> [Task]: Treat the line containing "Now the suit" as the last one, and return every line exactly from the first line of the material below up to it.

> [Data to examine]:
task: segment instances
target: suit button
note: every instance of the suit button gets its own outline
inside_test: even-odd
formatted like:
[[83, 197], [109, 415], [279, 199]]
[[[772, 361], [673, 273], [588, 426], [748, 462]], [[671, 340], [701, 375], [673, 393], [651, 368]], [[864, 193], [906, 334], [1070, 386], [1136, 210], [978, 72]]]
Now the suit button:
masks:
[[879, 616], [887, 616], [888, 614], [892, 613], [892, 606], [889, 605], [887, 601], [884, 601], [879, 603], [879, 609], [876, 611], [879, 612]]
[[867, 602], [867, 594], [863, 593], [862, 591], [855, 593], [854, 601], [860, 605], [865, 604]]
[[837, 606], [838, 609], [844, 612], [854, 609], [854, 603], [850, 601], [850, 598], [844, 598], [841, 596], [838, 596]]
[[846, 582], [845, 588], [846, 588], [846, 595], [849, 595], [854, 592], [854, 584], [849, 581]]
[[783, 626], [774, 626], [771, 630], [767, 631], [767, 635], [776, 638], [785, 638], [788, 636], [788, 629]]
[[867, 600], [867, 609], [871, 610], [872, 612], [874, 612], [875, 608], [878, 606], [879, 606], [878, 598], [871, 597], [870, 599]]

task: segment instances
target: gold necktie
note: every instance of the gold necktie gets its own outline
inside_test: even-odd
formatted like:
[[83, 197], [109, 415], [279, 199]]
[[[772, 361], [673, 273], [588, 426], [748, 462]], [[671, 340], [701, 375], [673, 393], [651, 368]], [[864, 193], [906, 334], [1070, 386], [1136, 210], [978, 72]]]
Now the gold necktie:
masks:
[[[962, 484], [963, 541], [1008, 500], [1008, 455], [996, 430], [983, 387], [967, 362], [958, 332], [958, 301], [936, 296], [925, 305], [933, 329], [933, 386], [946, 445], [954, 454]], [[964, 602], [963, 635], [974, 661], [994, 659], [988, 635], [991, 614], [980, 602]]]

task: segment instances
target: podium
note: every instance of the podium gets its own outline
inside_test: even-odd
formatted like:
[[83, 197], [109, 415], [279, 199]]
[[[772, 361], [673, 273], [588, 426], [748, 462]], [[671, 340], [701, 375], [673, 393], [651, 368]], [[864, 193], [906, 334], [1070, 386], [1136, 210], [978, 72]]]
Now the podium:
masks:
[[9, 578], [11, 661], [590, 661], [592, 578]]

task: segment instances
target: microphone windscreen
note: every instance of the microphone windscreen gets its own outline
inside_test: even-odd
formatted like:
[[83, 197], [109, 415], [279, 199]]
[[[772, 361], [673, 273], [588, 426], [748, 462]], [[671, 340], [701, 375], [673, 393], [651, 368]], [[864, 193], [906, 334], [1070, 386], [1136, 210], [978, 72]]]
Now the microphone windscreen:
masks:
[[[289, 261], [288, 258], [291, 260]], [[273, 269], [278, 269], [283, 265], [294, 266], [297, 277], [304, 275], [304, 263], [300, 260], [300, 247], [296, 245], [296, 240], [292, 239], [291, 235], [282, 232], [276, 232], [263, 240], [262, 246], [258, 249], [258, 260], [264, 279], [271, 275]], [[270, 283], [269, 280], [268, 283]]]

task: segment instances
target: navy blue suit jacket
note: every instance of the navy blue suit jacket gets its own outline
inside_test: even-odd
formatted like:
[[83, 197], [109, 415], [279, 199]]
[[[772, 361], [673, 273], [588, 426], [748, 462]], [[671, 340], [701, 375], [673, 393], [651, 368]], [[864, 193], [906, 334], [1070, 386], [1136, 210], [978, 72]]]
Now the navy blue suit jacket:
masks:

> [Your response]:
task: segment instances
target: suit button
note: every instance of the suit button gets its own outline
inside_test: even-odd
formatted like:
[[83, 197], [109, 415], [279, 199]]
[[[772, 361], [673, 273], [588, 426], [748, 462]], [[671, 340], [701, 375], [673, 393], [651, 368]], [[864, 193], [906, 334], [1070, 386], [1136, 210], [978, 72]]]
Now the suit button:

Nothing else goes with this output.